Marginalia; a linux wiki, nginx (official documentation), a couple blogs by professionals on the topic. yeah, there are some things in here that ain't great.
But If I compare apples to apples the first ten results are just so much better I'd say 8/10 in Marginalia for this example are great to good, while the first 10 (things I could click on) are by companies that don't teach me anything or have articles full of ads.
I don‘t think your examples are very good, these are very generic search terms and if the results are good or bad very much depends on the person searching and what they are looking for.
Underspecified queries ("generic search terms") is actually one of the tricky problems in search. The way Marginalia Search deals with them caters to a particular type of audience and set of usecases. I don't think that's wrong. Seems silly to try to cater to everyone. In that scenario you're more likely to not cater to anyone.
I disagree with this feature, besides the predictable privacy argument, having a search engine transparently serve results according to your tastes makes it really difficult to find things that are new and outside of your existing preferences. It drains the web of serendipity, makes every website feel the same.

* Dataset rows
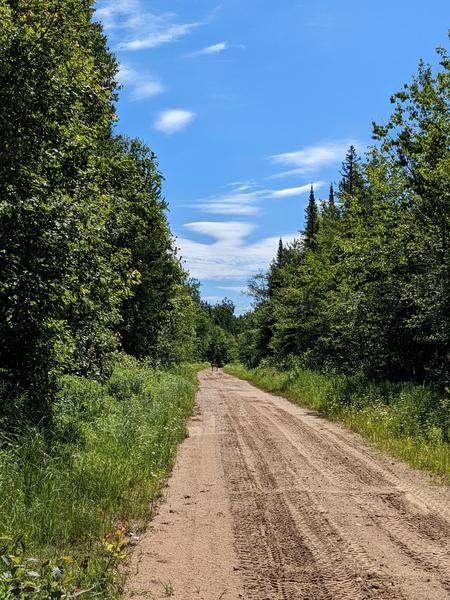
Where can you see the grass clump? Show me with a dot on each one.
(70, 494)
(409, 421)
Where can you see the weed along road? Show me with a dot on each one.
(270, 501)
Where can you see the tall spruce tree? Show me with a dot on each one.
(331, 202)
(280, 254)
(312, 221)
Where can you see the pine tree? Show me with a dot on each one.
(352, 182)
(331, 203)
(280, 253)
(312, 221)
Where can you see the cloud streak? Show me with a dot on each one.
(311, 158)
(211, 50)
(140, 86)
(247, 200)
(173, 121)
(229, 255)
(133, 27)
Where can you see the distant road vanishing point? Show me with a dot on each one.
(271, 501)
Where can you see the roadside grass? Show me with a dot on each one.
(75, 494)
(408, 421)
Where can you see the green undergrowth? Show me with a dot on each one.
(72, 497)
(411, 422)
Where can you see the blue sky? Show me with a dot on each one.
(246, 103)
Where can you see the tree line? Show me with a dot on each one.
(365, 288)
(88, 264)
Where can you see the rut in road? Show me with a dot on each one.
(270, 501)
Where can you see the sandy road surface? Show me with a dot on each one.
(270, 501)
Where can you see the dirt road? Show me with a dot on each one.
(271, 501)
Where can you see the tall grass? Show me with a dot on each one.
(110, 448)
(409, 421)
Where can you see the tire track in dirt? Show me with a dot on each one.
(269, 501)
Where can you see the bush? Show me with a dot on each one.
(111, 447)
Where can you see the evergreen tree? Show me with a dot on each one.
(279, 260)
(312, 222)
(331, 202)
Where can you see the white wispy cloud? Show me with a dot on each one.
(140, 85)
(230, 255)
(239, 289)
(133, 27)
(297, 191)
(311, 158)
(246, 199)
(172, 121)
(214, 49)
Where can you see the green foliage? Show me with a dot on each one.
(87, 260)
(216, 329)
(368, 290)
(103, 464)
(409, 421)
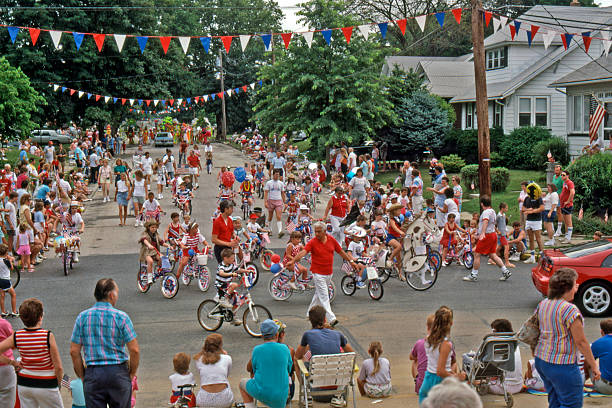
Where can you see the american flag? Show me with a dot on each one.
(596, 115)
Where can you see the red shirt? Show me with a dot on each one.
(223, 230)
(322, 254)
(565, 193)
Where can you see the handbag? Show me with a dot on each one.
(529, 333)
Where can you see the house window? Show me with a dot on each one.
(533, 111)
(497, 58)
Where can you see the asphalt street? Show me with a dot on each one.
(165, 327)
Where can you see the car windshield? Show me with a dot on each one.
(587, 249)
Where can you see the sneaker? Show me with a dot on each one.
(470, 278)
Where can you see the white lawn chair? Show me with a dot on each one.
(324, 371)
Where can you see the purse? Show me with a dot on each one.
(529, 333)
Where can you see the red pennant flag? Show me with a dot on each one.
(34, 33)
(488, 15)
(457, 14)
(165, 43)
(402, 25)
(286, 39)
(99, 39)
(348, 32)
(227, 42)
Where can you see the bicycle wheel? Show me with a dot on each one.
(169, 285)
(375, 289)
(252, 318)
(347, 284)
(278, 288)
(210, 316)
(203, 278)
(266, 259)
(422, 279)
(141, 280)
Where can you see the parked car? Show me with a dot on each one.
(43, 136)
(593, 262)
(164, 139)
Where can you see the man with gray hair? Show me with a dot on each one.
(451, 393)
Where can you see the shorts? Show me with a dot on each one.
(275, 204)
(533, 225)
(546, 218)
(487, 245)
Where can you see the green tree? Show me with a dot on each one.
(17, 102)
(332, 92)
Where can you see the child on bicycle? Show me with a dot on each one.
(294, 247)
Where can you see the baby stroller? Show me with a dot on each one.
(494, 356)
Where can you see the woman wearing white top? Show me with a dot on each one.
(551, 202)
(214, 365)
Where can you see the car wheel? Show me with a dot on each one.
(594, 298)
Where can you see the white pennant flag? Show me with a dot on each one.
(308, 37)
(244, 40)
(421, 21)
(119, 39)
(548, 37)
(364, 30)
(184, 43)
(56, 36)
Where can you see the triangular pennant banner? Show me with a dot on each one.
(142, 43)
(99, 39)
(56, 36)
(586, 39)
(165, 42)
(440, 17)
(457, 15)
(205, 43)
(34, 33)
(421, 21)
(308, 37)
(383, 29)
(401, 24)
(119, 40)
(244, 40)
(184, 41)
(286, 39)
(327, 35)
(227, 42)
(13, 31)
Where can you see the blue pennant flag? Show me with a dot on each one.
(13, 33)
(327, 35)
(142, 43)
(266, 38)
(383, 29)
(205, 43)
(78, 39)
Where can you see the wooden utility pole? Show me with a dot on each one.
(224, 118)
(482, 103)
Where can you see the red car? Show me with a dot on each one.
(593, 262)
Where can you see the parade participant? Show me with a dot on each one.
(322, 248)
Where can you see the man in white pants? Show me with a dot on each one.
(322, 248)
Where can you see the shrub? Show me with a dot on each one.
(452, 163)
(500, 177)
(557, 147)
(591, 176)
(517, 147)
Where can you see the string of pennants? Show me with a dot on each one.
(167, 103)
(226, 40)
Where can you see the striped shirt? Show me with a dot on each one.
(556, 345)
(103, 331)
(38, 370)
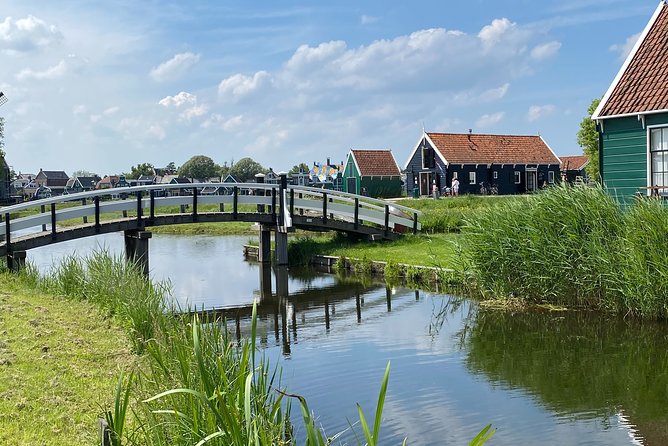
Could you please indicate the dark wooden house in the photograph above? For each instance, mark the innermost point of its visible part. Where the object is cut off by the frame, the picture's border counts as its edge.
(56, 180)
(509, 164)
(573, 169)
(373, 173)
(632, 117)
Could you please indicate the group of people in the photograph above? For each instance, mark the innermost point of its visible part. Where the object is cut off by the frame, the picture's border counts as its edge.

* Exercise set
1) Using the Marginalia Search discussion, decide whether each statement agrees with it. Answer yes or no, and quote the words that decide it. (a) One commenter rates 8 of the first 10 Marginalia results for the example as great to good. (b) Another commenter considers the example search terms well chosen. (c) The final commenter favors a search engine that serves results according to the user's tastes.
2) In the Marginalia Search discussion, which sources appear among the Marginalia results mentioned at the start?
3) Extend the Marginalia Search discussion with one more reply that follows its final comment.

* Per-task answers
1)
(a) Yes: "I'd say 8/10 in Marginalia for this example are great to good"
(b) No: "I don‘t think your examples are very good"
(c) No: "I disagree with this feature"

2) A Linux wiki, the official nginx documentation, and a couple of blogs by professionals on the topic.

3)
Yep. Curating search for an individual makes results worse for a certain class of queries. Opposite of what GP was advocating for, without realising Google already does this.
Yeah. Some of them are a bit rough still, but that's the general idea. Instead of trying to guess what sort of content the user wants, it seems like it makes sense to just give them the option to express that.
The recipe filter is approaching something I'd want to explore further, to be able to provide contextual information outside of the search query.
They're actually perfect examples for this thread.
We've already constrained "what we're looking for" to be "niche expert pages" further up thread. If we're seeing niche expert pages even for generic search results, that's probably a good indication that the search engine behaves the way RandomWorker is describing
yup this is definitely alot like how it used to be.
@unpopularop cant find "all quiet on the western front book movie differences". well you couldn't do that with AltaVista either in 1998.
however if you just type "all quiet on the western front" you get a ton of niche obscure sites talking about it. literally someone's personal blog page.
type in 'polytopes' you get a bunch of universities papers and code sites.
"rust generics" - again, its a bunch of mailing list discussions, blogs, rust discussion groups, personal websites, obscure professional discussions.
this IS how it was back in the day.
my only question is how could this possibly be sustainable financially in the long run.
> my only question is how could this possibly be sustainable financially in the long run.
For now I'm funded by grants and donations, got a few years runway that way.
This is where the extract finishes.